* WHAT THIS TASK INVOLVES *
Return every line of the rows below that contains the word "outstretched", copying each line in full.

Point annotation records
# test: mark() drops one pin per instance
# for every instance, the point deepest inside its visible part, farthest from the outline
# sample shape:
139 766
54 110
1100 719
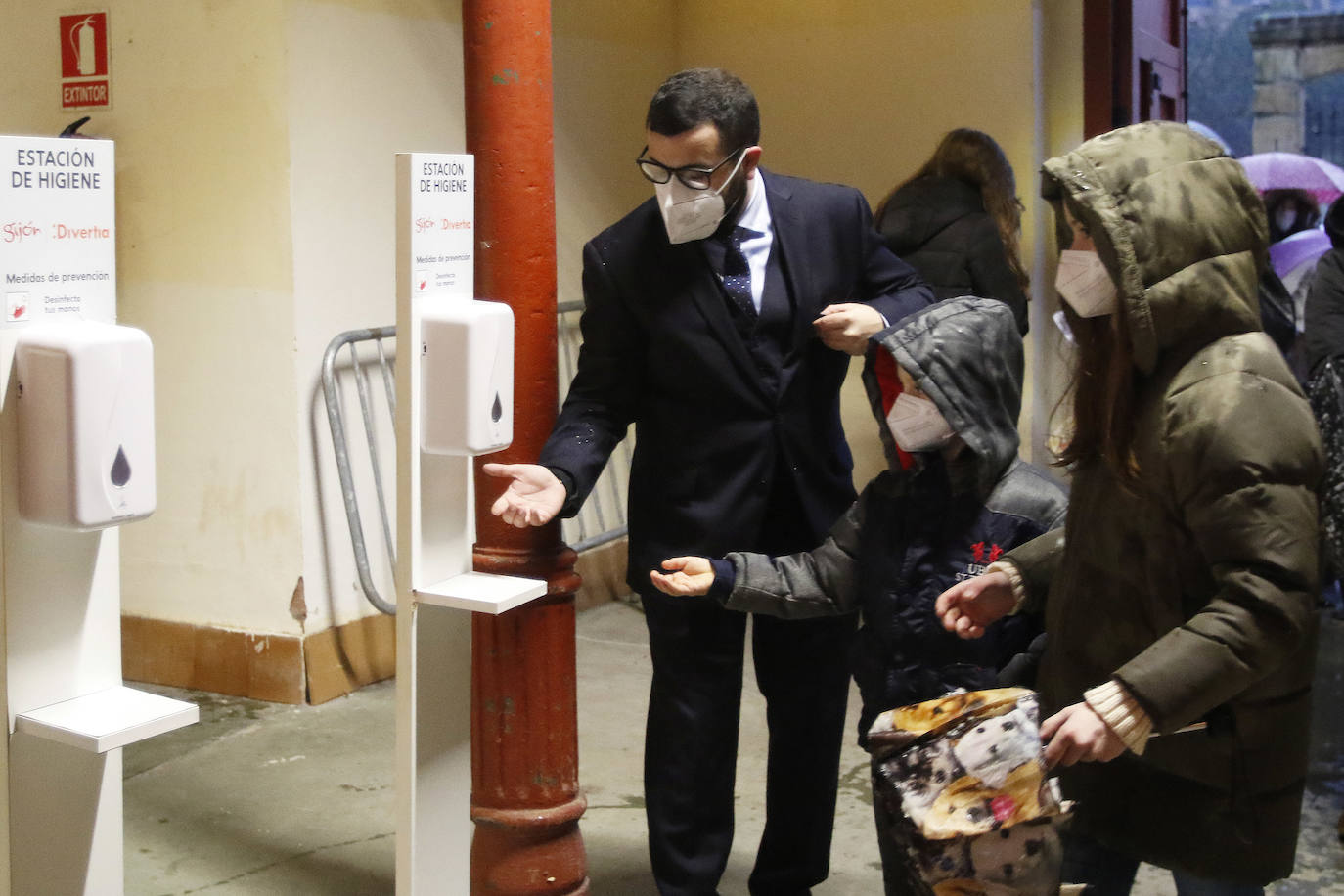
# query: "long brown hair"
1102 391
1102 387
973 157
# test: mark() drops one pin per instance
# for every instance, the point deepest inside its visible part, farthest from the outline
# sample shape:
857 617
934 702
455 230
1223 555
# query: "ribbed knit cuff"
1019 589
1121 713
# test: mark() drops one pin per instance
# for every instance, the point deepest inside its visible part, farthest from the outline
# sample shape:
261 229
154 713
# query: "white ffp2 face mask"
1084 283
693 214
917 425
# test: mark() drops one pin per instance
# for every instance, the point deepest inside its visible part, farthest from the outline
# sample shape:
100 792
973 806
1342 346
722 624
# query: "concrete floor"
263 799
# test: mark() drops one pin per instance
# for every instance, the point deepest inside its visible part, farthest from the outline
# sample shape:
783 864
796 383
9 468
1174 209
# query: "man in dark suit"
718 317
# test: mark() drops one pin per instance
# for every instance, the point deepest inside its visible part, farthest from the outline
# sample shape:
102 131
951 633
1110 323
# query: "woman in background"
957 220
1182 602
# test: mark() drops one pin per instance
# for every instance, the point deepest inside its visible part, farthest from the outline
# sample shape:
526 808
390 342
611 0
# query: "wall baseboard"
262 666
312 668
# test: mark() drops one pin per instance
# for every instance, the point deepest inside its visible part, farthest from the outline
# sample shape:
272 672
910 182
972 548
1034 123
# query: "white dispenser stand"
437 589
67 711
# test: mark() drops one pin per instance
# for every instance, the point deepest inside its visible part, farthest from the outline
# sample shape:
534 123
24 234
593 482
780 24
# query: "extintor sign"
85 82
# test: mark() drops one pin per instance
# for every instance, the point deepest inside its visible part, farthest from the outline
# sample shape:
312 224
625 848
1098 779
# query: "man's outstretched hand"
532 497
685 576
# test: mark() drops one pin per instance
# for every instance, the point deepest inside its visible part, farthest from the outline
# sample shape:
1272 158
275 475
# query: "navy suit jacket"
660 351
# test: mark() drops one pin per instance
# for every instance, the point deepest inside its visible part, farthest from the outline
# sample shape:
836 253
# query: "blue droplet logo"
119 469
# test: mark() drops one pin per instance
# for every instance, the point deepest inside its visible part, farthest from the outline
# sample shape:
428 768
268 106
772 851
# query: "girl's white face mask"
1084 283
917 425
693 214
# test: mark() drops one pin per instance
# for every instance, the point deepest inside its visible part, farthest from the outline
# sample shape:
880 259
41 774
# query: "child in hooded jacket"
945 387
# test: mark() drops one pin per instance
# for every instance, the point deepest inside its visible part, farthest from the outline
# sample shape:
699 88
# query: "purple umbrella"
1293 251
1293 171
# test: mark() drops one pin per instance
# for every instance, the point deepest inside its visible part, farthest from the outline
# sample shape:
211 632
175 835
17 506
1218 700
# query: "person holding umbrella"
1294 188
1182 602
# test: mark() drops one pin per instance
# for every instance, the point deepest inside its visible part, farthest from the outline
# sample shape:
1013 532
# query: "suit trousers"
691 741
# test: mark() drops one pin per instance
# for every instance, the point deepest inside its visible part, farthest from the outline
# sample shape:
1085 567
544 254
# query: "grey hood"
966 356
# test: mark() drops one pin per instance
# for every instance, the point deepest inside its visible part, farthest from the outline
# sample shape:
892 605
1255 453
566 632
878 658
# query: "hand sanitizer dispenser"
86 425
467 377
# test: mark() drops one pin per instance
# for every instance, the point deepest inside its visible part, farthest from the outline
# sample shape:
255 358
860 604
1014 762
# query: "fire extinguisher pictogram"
83 38
83 45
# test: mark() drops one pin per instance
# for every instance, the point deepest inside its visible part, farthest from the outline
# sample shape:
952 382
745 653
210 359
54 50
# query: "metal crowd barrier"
600 521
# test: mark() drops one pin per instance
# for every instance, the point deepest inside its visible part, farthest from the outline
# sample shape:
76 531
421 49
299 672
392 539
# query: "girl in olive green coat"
1181 606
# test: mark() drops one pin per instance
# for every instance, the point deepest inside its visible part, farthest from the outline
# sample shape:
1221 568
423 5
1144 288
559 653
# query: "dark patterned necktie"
737 273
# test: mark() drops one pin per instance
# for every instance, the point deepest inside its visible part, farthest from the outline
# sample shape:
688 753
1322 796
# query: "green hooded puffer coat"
1197 591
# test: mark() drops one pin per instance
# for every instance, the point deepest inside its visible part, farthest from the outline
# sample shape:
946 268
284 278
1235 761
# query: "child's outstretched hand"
685 576
970 605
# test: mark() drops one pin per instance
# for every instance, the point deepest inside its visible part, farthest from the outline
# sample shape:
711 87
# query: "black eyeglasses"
693 176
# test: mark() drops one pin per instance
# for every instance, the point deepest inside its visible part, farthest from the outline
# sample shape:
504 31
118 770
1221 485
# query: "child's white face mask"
1084 283
917 425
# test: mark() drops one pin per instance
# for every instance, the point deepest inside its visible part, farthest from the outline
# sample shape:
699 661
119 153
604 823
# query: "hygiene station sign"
58 251
437 201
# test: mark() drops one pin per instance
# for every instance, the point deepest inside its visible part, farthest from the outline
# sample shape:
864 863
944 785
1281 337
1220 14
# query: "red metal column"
524 722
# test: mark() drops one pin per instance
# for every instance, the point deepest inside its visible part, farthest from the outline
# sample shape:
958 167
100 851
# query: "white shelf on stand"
481 593
108 719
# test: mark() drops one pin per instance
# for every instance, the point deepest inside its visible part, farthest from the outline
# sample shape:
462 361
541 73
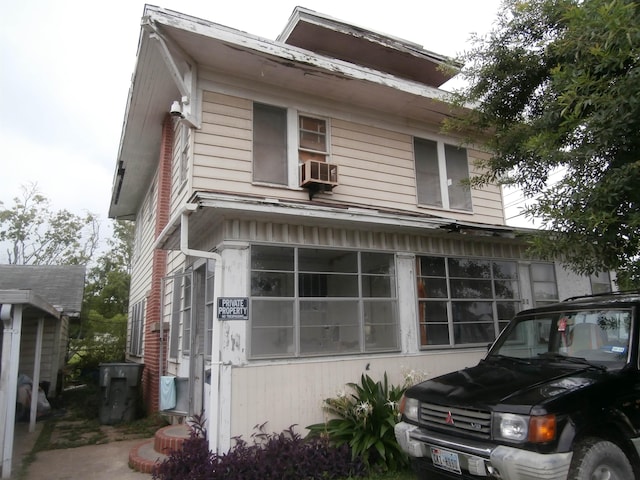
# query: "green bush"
364 420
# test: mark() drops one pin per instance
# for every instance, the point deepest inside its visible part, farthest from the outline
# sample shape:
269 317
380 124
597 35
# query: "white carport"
17 306
36 304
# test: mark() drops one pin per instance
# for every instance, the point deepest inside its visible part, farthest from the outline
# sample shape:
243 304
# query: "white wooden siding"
376 165
286 393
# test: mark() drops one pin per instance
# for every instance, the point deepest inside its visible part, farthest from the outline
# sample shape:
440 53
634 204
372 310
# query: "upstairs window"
312 139
441 174
269 144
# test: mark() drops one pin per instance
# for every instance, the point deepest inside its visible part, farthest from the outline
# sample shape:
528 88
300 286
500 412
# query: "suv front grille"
461 420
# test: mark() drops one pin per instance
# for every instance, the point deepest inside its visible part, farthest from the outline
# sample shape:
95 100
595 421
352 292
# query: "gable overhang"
173 46
335 38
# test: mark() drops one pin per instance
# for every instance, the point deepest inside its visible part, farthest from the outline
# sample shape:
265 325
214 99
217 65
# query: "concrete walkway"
108 461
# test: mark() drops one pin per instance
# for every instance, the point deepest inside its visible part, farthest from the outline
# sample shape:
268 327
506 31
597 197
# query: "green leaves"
556 86
364 420
36 235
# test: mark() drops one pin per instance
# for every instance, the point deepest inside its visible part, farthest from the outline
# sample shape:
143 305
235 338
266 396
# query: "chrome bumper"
502 462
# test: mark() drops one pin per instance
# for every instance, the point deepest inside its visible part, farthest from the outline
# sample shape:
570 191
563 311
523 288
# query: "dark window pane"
470 288
427 172
378 286
327 285
432 266
377 263
506 289
329 327
321 260
469 268
271 284
271 258
505 270
432 288
272 328
269 144
457 177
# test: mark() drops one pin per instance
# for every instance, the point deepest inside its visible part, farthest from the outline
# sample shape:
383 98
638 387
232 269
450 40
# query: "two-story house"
301 219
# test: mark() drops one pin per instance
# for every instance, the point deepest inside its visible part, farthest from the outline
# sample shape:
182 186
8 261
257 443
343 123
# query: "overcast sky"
66 67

* PROBLEM SOLUTION *
# query: "man's outstretched hand"
# query: "child's outstretched hand"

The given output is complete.